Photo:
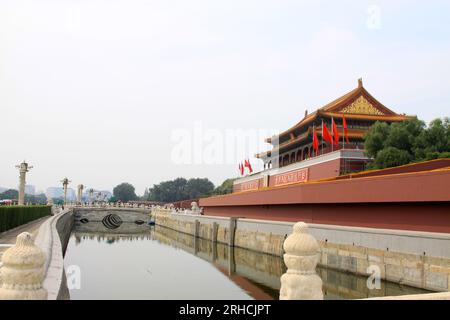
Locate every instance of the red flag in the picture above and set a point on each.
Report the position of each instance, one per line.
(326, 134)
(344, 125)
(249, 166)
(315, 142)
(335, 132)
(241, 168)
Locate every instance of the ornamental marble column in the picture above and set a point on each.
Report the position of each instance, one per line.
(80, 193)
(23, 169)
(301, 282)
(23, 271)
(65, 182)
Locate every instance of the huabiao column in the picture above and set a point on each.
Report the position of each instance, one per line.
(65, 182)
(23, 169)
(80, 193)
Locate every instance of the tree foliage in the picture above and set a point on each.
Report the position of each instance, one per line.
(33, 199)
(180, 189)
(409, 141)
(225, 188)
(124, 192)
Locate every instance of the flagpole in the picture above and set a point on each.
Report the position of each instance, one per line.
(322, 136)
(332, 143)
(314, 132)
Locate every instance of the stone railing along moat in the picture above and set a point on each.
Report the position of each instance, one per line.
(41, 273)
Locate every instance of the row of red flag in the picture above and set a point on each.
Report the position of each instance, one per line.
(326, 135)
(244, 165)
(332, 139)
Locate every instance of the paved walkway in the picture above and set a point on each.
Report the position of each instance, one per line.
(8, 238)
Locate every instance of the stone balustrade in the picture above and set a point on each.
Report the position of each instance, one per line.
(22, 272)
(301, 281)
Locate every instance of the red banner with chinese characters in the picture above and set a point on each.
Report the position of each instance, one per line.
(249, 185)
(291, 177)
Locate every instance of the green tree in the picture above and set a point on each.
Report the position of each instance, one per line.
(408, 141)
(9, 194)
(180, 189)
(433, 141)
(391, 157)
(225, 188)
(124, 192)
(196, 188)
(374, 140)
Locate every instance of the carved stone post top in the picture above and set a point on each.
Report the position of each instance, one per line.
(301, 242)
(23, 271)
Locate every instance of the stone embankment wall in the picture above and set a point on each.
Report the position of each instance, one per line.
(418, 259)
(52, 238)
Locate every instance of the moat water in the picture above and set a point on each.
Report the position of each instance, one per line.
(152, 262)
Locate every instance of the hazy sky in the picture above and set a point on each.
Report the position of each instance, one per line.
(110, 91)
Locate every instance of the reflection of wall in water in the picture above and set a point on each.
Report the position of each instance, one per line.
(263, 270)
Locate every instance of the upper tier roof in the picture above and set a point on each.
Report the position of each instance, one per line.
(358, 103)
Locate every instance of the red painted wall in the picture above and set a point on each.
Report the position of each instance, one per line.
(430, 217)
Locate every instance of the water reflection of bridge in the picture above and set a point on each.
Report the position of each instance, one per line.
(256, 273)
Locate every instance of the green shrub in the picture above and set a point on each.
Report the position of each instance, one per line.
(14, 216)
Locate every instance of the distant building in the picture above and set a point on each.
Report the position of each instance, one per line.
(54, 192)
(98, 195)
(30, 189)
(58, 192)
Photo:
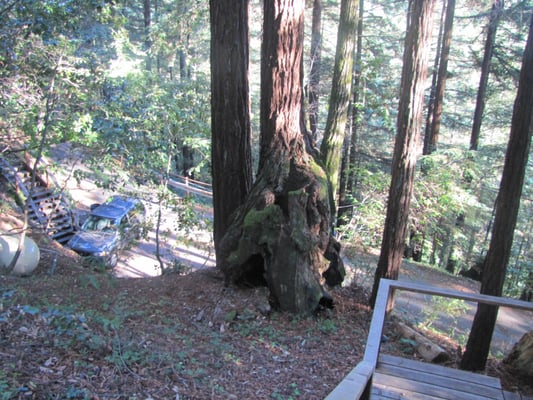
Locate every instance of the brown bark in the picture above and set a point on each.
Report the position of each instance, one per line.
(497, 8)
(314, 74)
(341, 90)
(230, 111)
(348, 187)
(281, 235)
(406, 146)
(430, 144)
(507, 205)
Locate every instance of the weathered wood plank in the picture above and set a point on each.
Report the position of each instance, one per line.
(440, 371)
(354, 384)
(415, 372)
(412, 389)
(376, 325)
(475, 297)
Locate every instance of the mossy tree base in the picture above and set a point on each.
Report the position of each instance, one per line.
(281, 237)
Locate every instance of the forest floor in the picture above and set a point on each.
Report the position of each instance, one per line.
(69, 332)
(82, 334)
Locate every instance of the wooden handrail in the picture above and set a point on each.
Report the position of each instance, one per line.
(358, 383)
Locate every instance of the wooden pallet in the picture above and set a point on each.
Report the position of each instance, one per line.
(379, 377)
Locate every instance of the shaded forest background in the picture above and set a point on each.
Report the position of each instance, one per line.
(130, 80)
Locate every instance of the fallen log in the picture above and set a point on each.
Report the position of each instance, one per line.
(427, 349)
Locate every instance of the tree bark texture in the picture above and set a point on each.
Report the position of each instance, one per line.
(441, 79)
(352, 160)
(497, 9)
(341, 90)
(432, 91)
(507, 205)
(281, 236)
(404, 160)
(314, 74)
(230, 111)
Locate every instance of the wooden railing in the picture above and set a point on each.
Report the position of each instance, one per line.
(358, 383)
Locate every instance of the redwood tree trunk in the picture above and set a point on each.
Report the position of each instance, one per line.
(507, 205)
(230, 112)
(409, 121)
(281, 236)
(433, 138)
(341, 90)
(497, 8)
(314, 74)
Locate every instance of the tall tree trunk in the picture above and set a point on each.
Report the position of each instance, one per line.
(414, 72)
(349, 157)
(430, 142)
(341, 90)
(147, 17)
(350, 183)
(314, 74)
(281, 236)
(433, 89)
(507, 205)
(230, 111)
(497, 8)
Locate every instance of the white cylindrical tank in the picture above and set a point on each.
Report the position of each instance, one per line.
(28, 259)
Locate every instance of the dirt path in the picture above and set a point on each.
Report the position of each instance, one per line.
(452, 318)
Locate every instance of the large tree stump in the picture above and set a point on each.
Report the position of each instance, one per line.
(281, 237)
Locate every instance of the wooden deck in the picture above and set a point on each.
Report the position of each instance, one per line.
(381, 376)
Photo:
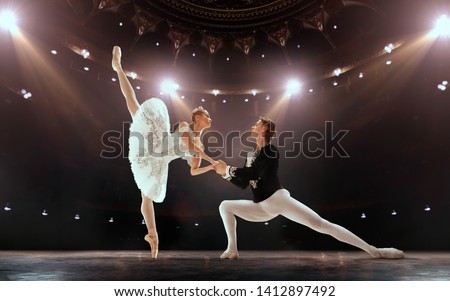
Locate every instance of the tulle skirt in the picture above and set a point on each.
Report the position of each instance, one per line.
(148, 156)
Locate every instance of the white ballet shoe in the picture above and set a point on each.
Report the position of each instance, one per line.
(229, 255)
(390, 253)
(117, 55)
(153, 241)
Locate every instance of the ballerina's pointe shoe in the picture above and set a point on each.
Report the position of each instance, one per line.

::::

• AIM OF THE TASK: Ignore the images and quote every line of the listing exactly.

• WRITTEN RESPONSE:
Photo:
Locate every instance of the red flag in the picture above and set a point on each.
Report the position of each instance, one per line.
(326, 134)
(344, 125)
(249, 166)
(315, 142)
(335, 132)
(241, 168)
Locate every instance of the ornamental marble column in the picture above and set a point on each.
Report the position of each instance, one per line.
(80, 193)
(23, 169)
(301, 282)
(23, 271)
(65, 182)
Locate every instance of the huabiao column in the picture above and set a point on each.
Report the position of each instance, one per line.
(65, 182)
(23, 169)
(80, 193)
Locate every instance of the tree foliage in the picture above and set a point on each.
Report the position of each instance, one per line.
(33, 199)
(180, 189)
(409, 141)
(225, 188)
(124, 192)
Locate every instance of the flagpole in the picture above and set a point on each.
Report the position of each instance, one per line.
(322, 136)
(332, 143)
(314, 132)
Locate every instance of the stone railing along moat in the picture above and set a point on each.
Report the position of each instance, one per line.
(41, 273)
Locate every instance of the row of red flag in the picture above and set a point on each.
Report the position of each instance, one per line.
(326, 135)
(244, 165)
(332, 139)
Locate every instance of the paved walkway in the picture above and set a point on each.
Report the position of each instance, one per line.
(8, 238)
Locate every instance of the stone balustrade in the picture above and set a point on each.
Report the position of each instance, one per line.
(22, 272)
(301, 281)
Locate every instance of the red banner with chinese characters in the picture above and set a point on each.
Report the position of each instance, one per line.
(249, 185)
(291, 177)
Locate every instance of the green tree in the picture above and set a point on each.
Report the position of each instance, one per line.
(408, 141)
(9, 194)
(180, 189)
(433, 141)
(391, 157)
(225, 188)
(124, 192)
(196, 188)
(374, 140)
Locate every instance of the carved stone post top in the picture above and set a point on each.
Report the position of each instance, one per line.
(301, 242)
(23, 271)
Locate every instance of the stone embankment wall in the picture above and set a point on each.
Report the position of each instance, one per line.
(418, 259)
(52, 238)
Locate every instance of the moat water in the picture above and set a point on each.
Report the position of each instance, one per line.
(152, 262)
Locate every instance of the hazy sky in the picture above and set a point on each.
Report the position of each instance, one per line.
(110, 91)
Locate every instance of the reflection of wall in water in the picture above and set a point on each.
Report the position of each instance, one per line.
(263, 270)
Locate every instance of the upper tier roof in the picture above and set a point on each.
Report the position of each instance, one per line.
(358, 103)
Locate every instance of the red painted wall in the picture above and set a point on each.
Report the position of each instance, one per line.
(430, 217)
Locate every instance of the water reflection of bridge in the picture above and set a point on each.
Report the position of each instance, one per line.
(256, 273)
Locate every instance of the green shrub in the picture above and set a point on each.
Report the position of each instance, one per line.
(14, 216)
Locate every instance of the distant building in the picture above and set a point on each.
Report the position of each instance, one per line.
(54, 192)
(98, 195)
(30, 189)
(58, 192)
Photo:
Locate every instance of the brown bark in the picture above and set a point on each.
Report the position of each instance, one per line.
(497, 8)
(314, 74)
(341, 90)
(230, 111)
(348, 187)
(281, 235)
(406, 146)
(430, 144)
(507, 205)
Locate every instance of the weathered wood plank in the picture above and set a point on each.
Report the position of each instance, one per line.
(440, 371)
(354, 384)
(415, 372)
(412, 389)
(376, 325)
(475, 297)
Locate every instance of the mossy tree base in the picture above and set a point on each.
Report the position of each instance, one per line.
(281, 237)
Locate every instance of the forest floor in the picture above and set a point on each.
Report the position of each instance, one per line.
(69, 332)
(82, 334)
Locate every instance of the wooden handrail in the picture above and set a point on each.
Report the position of each instance, one per line.
(358, 383)
Locate every instance of the wooden pallet in the picture above and set a point on each.
Report the position of each instance, one per line.
(379, 377)
Locate every instance of the shaded forest background in the picture above and set a point on each.
Report the position of each instance, one per line.
(130, 80)
Locate every instance of the fallen log in the picture above and set a point on each.
Report the position of each instance, one per line.
(427, 349)
Locate every instance of the tree bark texture in the picture above and set a point on each.
Report the position of each instance, one per line.
(441, 79)
(352, 160)
(497, 9)
(341, 90)
(432, 91)
(507, 205)
(281, 236)
(404, 160)
(314, 74)
(230, 111)
Locate every instance of the wooden railing in the picture above and set a point on each.
Report the position of each instance, one per line.
(358, 383)
Locate every instance of the redwood tree trunk in the picture above and set a point on each.
Report the position of each instance, one per line.
(507, 205)
(230, 112)
(409, 121)
(281, 236)
(433, 138)
(341, 90)
(497, 8)
(314, 74)
Locate every instance of the tall tree trunk in the picture above and set a point on each.
Report the position of each instance, one per line.
(414, 72)
(349, 157)
(430, 142)
(341, 90)
(147, 17)
(350, 183)
(314, 74)
(281, 236)
(433, 89)
(507, 205)
(230, 111)
(497, 8)
Locate every instance of the white cylindrical tank in the picture above and set a point on each.
Report the position of each instance, one per line.
(28, 259)
Locate every instance of the dirt path in the picture above and set a point on each.
Report the position of each instance, one per line.
(452, 318)
Locate every instance of the large tree stump in the picture above and set a point on each.
Report the position of each instance, one per line.
(281, 237)
Locate every instance of the wooden deck in the picture above and set a point on each.
Report the position of each instance, one per line.
(381, 376)
Photo:
Locate every instance of the tulle skirt in the picture above and set a point on each.
Report the position of each instance, one per line.
(148, 156)
Locate every instance of the white ballet shoe in the picture above and set a point on each.
Report the position of each instance, one per line.
(229, 255)
(390, 253)
(117, 55)
(153, 241)
Locate every instance of the ballerina's pointe shoe in the picture above and set a point on each.
Report the position of each instance, one per line.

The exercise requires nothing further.